## Listed entries

╔══

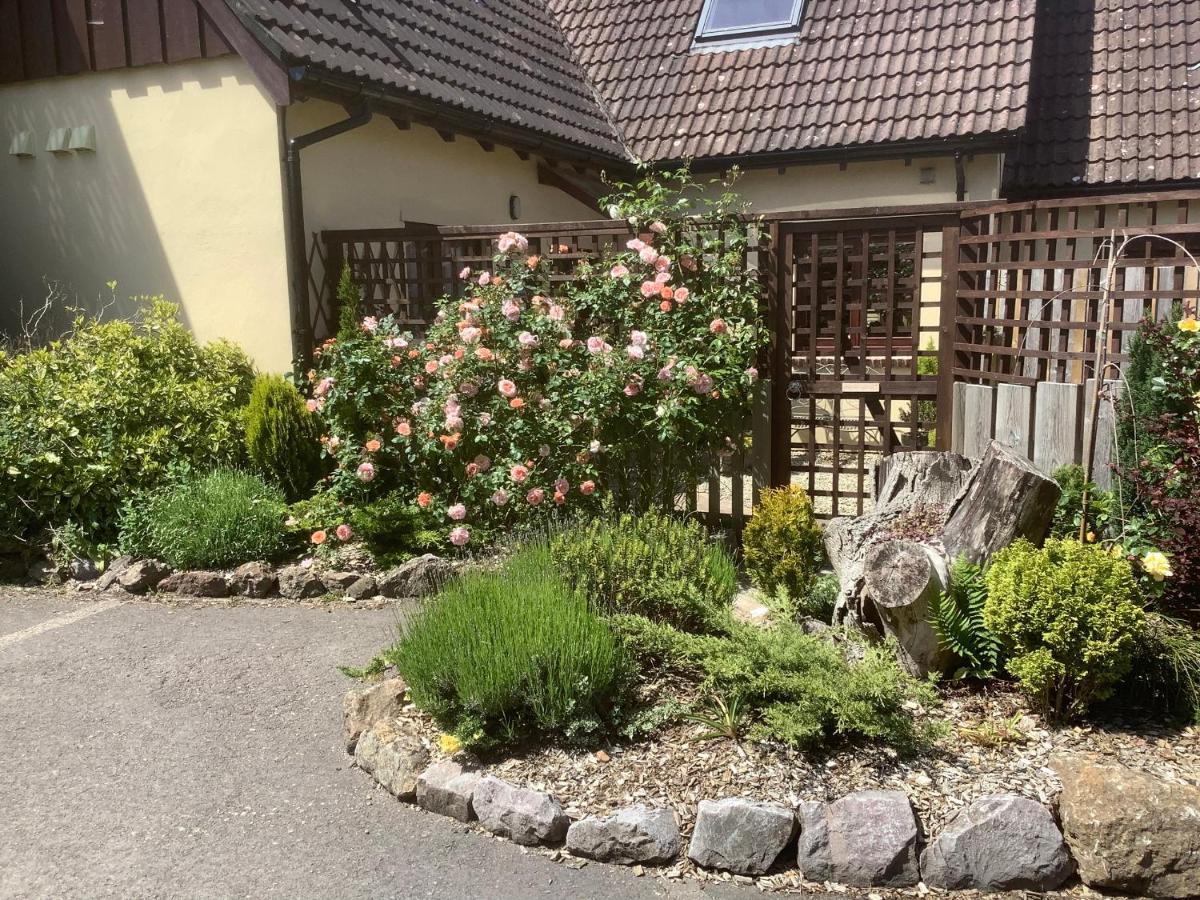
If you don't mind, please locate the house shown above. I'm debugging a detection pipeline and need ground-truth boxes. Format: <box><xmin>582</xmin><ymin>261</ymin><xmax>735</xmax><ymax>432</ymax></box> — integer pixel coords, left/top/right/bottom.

╚══
╔══

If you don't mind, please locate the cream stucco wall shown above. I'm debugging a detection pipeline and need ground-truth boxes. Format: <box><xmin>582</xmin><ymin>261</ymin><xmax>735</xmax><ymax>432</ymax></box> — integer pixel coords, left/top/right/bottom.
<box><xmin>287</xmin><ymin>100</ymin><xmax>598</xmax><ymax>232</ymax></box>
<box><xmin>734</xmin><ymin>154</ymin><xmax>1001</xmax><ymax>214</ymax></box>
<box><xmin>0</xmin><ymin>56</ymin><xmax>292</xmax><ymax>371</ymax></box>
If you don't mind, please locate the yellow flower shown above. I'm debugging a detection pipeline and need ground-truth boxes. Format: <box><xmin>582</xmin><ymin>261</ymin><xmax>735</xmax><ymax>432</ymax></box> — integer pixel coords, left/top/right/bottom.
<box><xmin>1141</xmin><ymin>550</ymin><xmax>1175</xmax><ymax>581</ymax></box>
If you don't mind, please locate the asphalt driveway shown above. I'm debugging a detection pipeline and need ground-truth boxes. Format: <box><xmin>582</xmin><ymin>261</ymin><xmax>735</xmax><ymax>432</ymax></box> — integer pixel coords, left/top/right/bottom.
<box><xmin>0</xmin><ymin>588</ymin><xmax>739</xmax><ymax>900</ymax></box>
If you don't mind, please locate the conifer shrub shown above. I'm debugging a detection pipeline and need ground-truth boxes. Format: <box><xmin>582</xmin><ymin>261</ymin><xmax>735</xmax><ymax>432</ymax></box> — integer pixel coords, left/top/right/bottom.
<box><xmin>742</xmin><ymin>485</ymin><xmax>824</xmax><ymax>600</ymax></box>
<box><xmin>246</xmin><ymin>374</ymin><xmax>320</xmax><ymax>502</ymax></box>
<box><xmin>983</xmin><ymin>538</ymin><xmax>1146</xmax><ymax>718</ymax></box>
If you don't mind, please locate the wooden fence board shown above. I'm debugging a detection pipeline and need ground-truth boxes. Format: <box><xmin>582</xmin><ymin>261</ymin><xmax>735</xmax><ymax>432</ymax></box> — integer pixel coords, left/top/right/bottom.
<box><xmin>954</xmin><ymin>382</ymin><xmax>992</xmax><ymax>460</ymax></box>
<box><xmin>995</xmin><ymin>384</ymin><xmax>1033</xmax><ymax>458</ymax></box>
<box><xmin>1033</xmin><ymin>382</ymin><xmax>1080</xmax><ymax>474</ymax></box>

╚══

## Description of the task
Pick out every line above that contains the word "shrub" and copy each such line in full.

## Answer to this problem
If you don't mind, please locate the conifer shrub shown above. I'm debugging a detection pipeline and need ground-truth boxes. Format: <box><xmin>582</xmin><ymin>261</ymin><xmax>735</xmax><ymax>432</ymax></box> — integer pixel coords, left/top/right/bottom.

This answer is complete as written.